## GIVEN REQUEST
Repeat the records word for word, excluding any picture.

## RECORD EXCERPTS
■ ■ ■ ■ ■ ■ ■

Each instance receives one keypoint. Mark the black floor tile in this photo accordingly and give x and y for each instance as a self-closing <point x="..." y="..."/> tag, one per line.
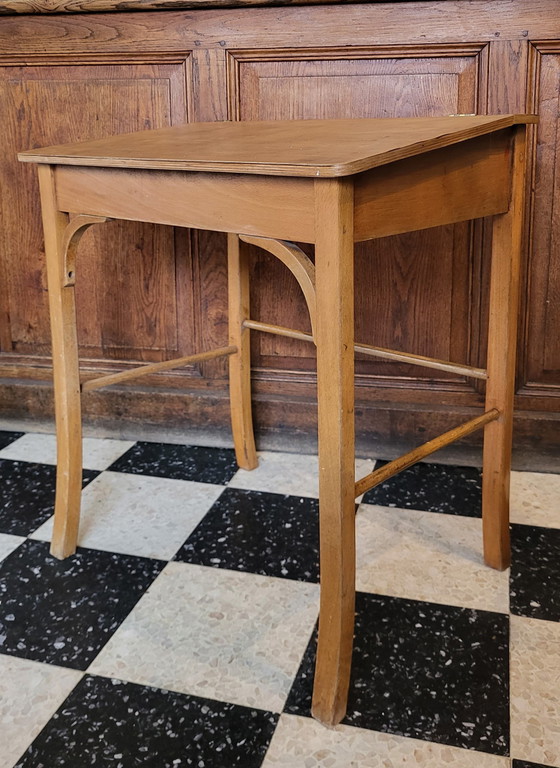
<point x="425" y="671"/>
<point x="111" y="723"/>
<point x="431" y="488"/>
<point x="258" y="532"/>
<point x="64" y="611"/>
<point x="535" y="572"/>
<point x="8" y="437"/>
<point x="179" y="462"/>
<point x="27" y="494"/>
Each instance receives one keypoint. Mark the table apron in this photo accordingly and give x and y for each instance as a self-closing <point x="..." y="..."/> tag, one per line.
<point x="278" y="207"/>
<point x="465" y="181"/>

■ ■ ■ ■ ■ ■ ■

## THE ANSWER
Each instance receives one keypoint. Mark the black floor tile in this photo accordingly and give x and y for each instance as a self-closing <point x="..." y="..."/> tag, one per line.
<point x="425" y="671"/>
<point x="111" y="723"/>
<point x="431" y="488"/>
<point x="258" y="532"/>
<point x="64" y="611"/>
<point x="535" y="572"/>
<point x="8" y="437"/>
<point x="179" y="462"/>
<point x="27" y="494"/>
Each instance receives one keypoint. Mark the table apron in this photo accordingly and give x and y for each instance as a self-closing <point x="..." y="..."/> tag, one per line.
<point x="278" y="207"/>
<point x="465" y="181"/>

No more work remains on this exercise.